■ PASSAGE TO READ
════════

About Dr. Ella Webster

Dr. Ella Webster has lived in Gloucester, Virginia since 2006. Her first job out of training was with the Gloucester-Mathews Free Clinic, from where she was recruited to the Virginia Department of Health. Since 2010 she has worked for Health Districts all over the Easter Region; she is hoping to collect the whole set.

Dr. Webster served as a United States Peace Corps Maternal Child Health Volunteer in the Central African Republic for two years in the 1990s after receiving a Bachelor's degree in Anthropology from Drew University.

She then returned to Maine, and supported herself for three years as a waitress while taking classes at the University of Southern Maine. This experience gave her a deep appreciation for the challenges and accomplishments of working people, and limited patience for poverty-shaming. During this time she also took care of people dying of AIDS in the year before and the year after treatment became available. She is perplexed that HIV continues to be such an issue and it is one of the reasons she is passionate about universal healthcare because treatment is prevention.

════════

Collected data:
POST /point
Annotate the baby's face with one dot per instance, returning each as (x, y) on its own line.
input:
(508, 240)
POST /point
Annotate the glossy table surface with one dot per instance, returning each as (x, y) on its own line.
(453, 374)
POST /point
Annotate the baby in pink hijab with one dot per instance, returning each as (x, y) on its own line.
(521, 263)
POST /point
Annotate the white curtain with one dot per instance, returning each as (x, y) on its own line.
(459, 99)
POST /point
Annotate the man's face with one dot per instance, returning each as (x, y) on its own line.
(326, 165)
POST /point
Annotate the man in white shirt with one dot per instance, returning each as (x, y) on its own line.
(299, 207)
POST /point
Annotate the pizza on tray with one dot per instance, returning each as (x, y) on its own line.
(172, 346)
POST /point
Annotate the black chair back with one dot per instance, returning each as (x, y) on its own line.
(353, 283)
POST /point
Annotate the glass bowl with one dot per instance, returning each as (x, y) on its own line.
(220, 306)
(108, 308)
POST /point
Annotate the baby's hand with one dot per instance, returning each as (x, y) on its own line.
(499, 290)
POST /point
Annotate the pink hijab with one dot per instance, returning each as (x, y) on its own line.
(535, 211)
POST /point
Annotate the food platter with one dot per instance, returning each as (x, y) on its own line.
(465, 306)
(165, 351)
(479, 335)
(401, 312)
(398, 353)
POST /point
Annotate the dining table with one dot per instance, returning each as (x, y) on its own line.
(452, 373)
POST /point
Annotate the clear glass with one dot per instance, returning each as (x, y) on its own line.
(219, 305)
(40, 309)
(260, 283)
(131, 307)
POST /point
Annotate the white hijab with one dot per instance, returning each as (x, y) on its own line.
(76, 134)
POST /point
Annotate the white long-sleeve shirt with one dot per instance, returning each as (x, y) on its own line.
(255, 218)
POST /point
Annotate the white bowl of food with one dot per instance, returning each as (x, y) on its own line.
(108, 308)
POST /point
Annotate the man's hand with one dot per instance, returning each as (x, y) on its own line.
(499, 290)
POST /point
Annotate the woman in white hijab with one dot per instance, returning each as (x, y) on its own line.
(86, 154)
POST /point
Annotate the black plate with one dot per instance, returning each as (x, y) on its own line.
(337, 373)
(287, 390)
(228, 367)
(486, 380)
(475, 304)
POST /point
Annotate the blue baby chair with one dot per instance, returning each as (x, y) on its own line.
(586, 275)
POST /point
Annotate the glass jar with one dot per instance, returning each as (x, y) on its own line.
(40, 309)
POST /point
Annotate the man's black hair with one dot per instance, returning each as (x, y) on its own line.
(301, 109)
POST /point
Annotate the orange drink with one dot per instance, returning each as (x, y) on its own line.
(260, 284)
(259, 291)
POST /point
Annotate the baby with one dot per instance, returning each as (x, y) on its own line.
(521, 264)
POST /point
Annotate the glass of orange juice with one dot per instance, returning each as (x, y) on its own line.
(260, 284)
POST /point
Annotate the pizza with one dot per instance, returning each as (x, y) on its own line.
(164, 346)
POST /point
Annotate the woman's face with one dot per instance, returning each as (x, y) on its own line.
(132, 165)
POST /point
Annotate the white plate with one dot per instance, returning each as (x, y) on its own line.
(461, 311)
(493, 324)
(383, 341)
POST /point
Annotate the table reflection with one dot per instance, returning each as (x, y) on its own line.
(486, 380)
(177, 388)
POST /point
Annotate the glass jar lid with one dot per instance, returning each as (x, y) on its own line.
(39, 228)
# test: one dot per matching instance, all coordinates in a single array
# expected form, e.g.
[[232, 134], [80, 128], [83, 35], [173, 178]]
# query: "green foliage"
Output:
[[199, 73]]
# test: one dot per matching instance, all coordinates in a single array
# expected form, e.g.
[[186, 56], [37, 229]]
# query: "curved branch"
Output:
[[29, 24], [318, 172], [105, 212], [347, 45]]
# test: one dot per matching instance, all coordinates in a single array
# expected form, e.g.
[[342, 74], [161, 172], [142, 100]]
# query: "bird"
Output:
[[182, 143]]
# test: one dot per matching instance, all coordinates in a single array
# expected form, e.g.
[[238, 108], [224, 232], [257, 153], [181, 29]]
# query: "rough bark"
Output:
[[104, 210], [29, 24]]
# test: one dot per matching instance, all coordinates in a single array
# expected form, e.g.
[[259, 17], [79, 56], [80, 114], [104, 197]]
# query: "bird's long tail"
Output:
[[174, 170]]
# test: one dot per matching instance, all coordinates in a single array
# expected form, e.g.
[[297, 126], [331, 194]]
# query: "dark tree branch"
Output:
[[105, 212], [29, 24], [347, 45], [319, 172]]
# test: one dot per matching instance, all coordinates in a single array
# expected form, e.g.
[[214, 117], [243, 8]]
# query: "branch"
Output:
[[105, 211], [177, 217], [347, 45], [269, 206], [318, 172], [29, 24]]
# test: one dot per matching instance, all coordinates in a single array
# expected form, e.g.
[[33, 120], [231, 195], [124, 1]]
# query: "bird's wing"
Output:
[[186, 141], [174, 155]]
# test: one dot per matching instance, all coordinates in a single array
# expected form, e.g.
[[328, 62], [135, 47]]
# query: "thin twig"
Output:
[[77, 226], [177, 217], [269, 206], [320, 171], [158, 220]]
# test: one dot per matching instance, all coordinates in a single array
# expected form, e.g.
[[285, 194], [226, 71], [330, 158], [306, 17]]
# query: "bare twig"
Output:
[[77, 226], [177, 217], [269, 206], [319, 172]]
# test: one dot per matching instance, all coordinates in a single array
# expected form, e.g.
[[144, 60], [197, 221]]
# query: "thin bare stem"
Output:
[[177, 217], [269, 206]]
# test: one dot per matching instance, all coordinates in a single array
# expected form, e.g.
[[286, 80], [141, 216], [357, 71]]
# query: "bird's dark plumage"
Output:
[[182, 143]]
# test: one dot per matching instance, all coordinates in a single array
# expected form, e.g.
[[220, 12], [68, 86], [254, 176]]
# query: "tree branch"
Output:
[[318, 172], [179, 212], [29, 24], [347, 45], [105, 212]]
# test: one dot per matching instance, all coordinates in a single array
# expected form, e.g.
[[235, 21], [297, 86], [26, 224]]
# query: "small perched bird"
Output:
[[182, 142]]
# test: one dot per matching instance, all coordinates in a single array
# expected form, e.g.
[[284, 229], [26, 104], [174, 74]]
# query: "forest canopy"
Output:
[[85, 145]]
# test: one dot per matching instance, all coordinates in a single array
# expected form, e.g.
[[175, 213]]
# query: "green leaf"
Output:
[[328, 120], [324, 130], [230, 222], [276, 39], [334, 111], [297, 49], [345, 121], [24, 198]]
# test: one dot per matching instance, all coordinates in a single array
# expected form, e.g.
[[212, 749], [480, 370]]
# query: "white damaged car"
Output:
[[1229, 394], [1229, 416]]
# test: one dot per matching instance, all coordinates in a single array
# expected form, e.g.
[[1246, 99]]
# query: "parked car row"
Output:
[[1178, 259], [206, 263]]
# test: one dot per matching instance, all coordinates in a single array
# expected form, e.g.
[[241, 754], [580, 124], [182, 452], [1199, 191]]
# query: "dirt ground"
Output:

════════

■ ACTIVITIES
[1] For each statement, decide whether it agrees with the profile of Dr. Ella Webster. Answer yes or no, and quote the words from the profile that decide it.
(a) Dr. Webster has lived in Gloucester, Virginia since 2006.
(b) Her first job after training was with the Virginia Department of Health.
(c) She earned a Bachelor's degree in Anthropology from Drew University.
[2] Using the profile of Dr. Ella Webster, explain in one to three sentences why she is passionate about universal healthcare.
[3] According to the profile of Dr. Ella Webster, how long did she serve as a Peace Corps volunteer in the Central African Republic?
The lines have no connection to the profile of Dr. Ella Webster.

■ SOLVED PROBLEMS
[1]
(a) Yes: "Dr. Ella Webster has lived in Gloucester, Virginia since 2006."
(b) No: "Her first job out of training was with the Gloucester-Mathews Free Clinic, from where she was recruited to the Virginia Department of Health."
(c) Yes: "after receiving a Bachelor's degree in Anthropology from Drew University."

[2] She is perplexed that HIV is still such an issue, and this is one of the reasons she is passionate about universal healthcare. The reason given is that treatment is prevention.

[3] Two years.